▶ [Directions for this task]:
Format all of the data below as a two-column CSV with the header instruction,boxes, giving one row to each passage that begins "Crowdworker guideline" and putting the coordinate lines that follow it in the second column. Wrap both fields in quotes and replace every line break inside them with a space.

▶ [Records provided]:
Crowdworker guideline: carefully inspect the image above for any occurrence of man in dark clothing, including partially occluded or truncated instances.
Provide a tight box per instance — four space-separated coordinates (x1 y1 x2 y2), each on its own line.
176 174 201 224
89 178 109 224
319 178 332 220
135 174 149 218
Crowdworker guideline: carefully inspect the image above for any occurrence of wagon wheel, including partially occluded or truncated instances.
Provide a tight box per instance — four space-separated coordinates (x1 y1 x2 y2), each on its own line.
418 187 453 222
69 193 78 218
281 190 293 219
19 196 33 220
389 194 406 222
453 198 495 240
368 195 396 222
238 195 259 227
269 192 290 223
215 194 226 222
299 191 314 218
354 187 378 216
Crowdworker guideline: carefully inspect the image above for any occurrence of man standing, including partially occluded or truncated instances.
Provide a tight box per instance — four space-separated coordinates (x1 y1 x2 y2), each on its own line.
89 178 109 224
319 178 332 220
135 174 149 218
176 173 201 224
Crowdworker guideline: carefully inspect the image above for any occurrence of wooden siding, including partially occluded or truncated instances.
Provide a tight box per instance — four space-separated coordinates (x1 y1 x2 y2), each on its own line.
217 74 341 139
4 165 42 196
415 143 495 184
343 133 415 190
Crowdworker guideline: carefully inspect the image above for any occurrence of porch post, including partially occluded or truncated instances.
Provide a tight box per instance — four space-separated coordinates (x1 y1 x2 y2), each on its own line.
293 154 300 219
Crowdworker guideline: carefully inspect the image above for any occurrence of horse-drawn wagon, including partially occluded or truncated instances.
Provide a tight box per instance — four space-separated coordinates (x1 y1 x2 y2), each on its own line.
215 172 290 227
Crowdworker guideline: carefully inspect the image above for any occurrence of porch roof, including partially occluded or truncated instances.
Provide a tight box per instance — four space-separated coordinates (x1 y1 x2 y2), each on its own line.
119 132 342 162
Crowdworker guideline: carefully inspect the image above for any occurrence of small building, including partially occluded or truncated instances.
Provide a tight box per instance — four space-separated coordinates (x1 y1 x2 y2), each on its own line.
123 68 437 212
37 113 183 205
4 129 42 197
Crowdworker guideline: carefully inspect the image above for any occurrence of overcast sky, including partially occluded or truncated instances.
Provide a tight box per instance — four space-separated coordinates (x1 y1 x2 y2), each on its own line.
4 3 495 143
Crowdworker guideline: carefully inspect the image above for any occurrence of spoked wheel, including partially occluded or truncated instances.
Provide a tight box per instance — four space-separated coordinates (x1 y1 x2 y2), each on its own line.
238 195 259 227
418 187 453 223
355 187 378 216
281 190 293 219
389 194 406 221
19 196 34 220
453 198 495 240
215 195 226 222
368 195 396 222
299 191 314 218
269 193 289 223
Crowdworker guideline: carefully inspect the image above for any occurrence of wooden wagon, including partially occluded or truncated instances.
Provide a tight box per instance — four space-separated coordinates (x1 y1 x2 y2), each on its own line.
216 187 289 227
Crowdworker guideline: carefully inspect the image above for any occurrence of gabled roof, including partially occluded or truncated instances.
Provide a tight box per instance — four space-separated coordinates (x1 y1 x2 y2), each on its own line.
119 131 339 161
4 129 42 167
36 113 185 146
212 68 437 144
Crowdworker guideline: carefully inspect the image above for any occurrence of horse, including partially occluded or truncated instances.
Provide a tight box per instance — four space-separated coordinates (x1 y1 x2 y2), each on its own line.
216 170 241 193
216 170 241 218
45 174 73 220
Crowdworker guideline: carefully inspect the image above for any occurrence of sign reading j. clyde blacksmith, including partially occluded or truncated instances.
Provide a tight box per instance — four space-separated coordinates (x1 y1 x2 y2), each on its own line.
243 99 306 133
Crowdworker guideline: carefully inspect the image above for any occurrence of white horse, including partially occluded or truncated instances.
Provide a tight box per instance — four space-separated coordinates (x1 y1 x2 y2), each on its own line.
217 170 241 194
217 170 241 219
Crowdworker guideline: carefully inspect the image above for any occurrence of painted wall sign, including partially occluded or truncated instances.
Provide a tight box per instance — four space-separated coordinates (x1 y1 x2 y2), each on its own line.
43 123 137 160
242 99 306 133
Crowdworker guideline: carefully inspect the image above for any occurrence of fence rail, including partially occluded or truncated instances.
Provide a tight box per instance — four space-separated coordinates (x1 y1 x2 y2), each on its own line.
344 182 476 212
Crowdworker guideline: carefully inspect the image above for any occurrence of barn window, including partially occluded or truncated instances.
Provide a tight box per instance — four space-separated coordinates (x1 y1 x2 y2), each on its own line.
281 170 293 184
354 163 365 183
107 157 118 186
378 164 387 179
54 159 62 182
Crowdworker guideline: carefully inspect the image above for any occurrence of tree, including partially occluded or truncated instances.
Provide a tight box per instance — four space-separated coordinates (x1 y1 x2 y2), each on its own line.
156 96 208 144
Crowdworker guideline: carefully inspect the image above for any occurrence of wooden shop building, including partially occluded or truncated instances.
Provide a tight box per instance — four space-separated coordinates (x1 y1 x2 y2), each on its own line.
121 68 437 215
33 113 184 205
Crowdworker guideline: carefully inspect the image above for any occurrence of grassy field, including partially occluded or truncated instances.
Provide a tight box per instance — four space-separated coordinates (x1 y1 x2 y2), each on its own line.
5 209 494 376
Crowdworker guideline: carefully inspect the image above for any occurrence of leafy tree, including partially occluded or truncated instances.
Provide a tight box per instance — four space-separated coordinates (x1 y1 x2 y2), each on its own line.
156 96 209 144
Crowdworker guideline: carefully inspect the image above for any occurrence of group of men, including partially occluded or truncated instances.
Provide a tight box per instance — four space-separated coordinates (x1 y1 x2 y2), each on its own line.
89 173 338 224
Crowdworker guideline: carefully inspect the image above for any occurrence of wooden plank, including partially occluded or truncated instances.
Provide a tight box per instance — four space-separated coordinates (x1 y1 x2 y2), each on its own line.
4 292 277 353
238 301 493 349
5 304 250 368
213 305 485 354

▶ [Final answer]:
instruction,boxes
"Crowdworker guideline: carefully inspect the image above for any occurrence of man in dark clothing, including partially occluded or truncated instances. Provide a tight box per instance — four space-separated coordinates (x1 y1 x2 y2), each on its own line.","176 174 201 224 89 178 109 224 319 178 332 220 135 174 149 218"
"Crowdworker guideline: carefully inspect the image above for any occurrence of wagon wheel, including partially occluded or truncated instances. Provide a tight box per instance — four space-separated coordinates (x1 y1 x2 y2), each on its own line.","418 187 453 222 69 193 78 218 281 190 293 219 19 196 33 220 389 194 406 222 453 198 495 240 368 195 396 222 238 195 259 227 269 192 290 223 215 194 226 222 299 191 314 218 354 187 378 216"
"Crowdworker guideline: carefully inspect the image above for any occurrence of man standing, including partially occluded or truncated instances. Provide a tight box per instance — four space-separated coordinates (x1 y1 x2 y2), each on its own line.","89 178 109 224 319 178 332 220 135 174 149 218 176 173 201 224"
"Crowdworker guideline: carefully inspect the image above for any occurrence of wooden siding, including partially occluded or truncated instances. Provide a tight box per instance — four space-separated coordinates (x1 y1 x2 y2), each on its own line.","217 74 341 139 4 165 42 196 415 143 495 184 343 133 415 190"
"Crowdworker guideline: carefully inspect the image above for any occurrence of porch post, including partially occluded or truncated instances. Provide a tight box per instance — four space-separated coordinates (x1 y1 x2 y2), each on its own line.","293 154 300 219"
"Crowdworker guideline: carefully inspect the image above for any occurrence of horse-drawn wagon, including partially occluded or truncated instances. Provide a tight box per instance — four space-separated coordinates (x1 y1 x2 y2), each on its own line.","215 172 290 227"
"Crowdworker guideline: carefully inspect the image above for any occurrence of porch roof, including partially occluded or truncated instances. Provide a tight box per instance — four space-separated coordinates (x1 y1 x2 y2), each on its own line.","119 132 342 162"
"Crowdworker guideline: carefully inspect the image above for any occurrence of small building, including partially occluded or truncated instances. Provide a tight box per instance — four space-separated coordinates (x1 y1 x2 y2), each on its own line.","123 68 437 212 37 113 183 205 4 129 42 197"
"Crowdworker guideline: carefully inspect the image above for any occurrence of overcast sky, including partially occluded or truncated instances. Provide a tight box per instance — four space-separated coordinates (x1 y1 x2 y2), each on its own line.","4 3 495 143"
"Crowdworker guideline: carefully inspect the image above for any occurrence of spoked wheel, including partially occluded or truncated instances. Provide a tight box per instance — four space-separated coordinates (x1 y1 x2 y2), each on its own line.","238 195 259 227 418 187 453 223 355 187 378 216 281 190 293 219 389 194 406 221 19 196 34 220 453 198 495 240 215 195 226 222 368 195 396 222 299 191 314 218 269 193 289 223"
"Crowdworker guideline: carefully inspect the image above for any occurrence of wooden wagon, including partially occluded or truncated instances. Provide a tight box per instance — four space-separated coordinates (x1 y1 x2 y2), each on its own line.","216 187 289 227"
"Crowdworker guideline: carefully inspect the image above for any occurrence of gabled roof, including partially occluded or truncated instances. Provide a tight box per instance — four space-separated coordinates (x1 y1 x2 y2), each on its own line.","119 131 339 161 4 129 42 167 36 113 185 146 212 68 437 144"
"Crowdworker guideline: carefully inspect the image above for any occurrence of horse, including partially occluded or truncated instances. Provide a tight box per instance — four space-separated coordinates (x1 y1 x2 y2), each on its own line.","216 170 241 193 216 170 241 218 45 174 73 220"
"Crowdworker guideline: carefully inspect the image above for any occurrence of sign reading j. clyde blacksmith, including partially occluded or truncated instances. Provide a tight box per instance — four space-separated coordinates (x1 y1 x2 y2), each on its own line.","243 99 306 133"
"Crowdworker guideline: carefully inspect the image above for any occurrence of white horse, including partially occluded or truncated instances. Provide a tight box per instance — four space-separated coordinates (x1 y1 x2 y2), each on its own line.","217 170 241 194 217 170 241 219"
"Crowdworker guideline: carefully inspect the image above for any occurrence of painted wall sign, including partially occluded or truncated instances. Provide a tight box per instance — four space-separated coordinates (x1 y1 x2 y2), each on its own line.","43 123 137 160 242 99 306 133"
"Crowdworker guideline: carefully inspect the image above for any occurrence of fence rail, including partially occluded or truncated instances. Provide a tight box per instance — four space-separated coordinates (x1 y1 x2 y2), each on its own line.","344 182 476 212"
"Crowdworker guideline: carefully inspect the image above for any occurrence of barn window, including partially occluded or truncated instances. Provide a tight box per instance — four space-separated coordinates (x1 y1 x2 y2), each on its own line.","281 170 293 184 354 163 365 183 107 157 118 186 378 164 387 179 54 159 62 182"
"Crowdworker guideline: carefully inspect the image above for any occurrence of tree, including partially occluded or truncated instances. Provide a tight box per instance — four space-separated coordinates (x1 y1 x2 y2), each on its own line.","156 96 208 144"
"Crowdworker guideline: carefully inspect the image above for any occurrence of wooden shop building, including partially occluded or truncated instances. Provide a tight box per instance — four space-separated coordinates (x1 y1 x2 y2), each on its own line.","121 68 437 215 33 113 184 205"
"Crowdworker guideline: carefully inspect the image above for any occurrence of grassy field, including partially occluded or truncated instances. Provide a tight box per instance — four space-separated coordinates (x1 y1 x2 y2), each on its own line.","5 209 494 376"
"Crowdworker guideline: carefully inspect the image above for any occurrence of leafy tree, including partially occluded or truncated instances. Provide a tight box per instance — four space-separated coordinates (x1 y1 x2 y2), each on its own line.","156 96 209 144"
"Crowdworker guideline: carefully inspect the image above for any occurrence of group of men, including partially occluded or truncated instances. Provide a tight box per instance — four space-separated coordinates (x1 y1 x2 y2), each on its own line.","89 173 338 224"
"Crowdworker guideline: carefully inspect the image above for any occurrence of wooden plank, including partially occluded or truncated instances. Provide a tight box per instance — four space-separated coordinates (x1 y1 x2 y2), each on its own line.","4 292 277 353 238 301 493 349 5 304 250 368 213 305 485 354"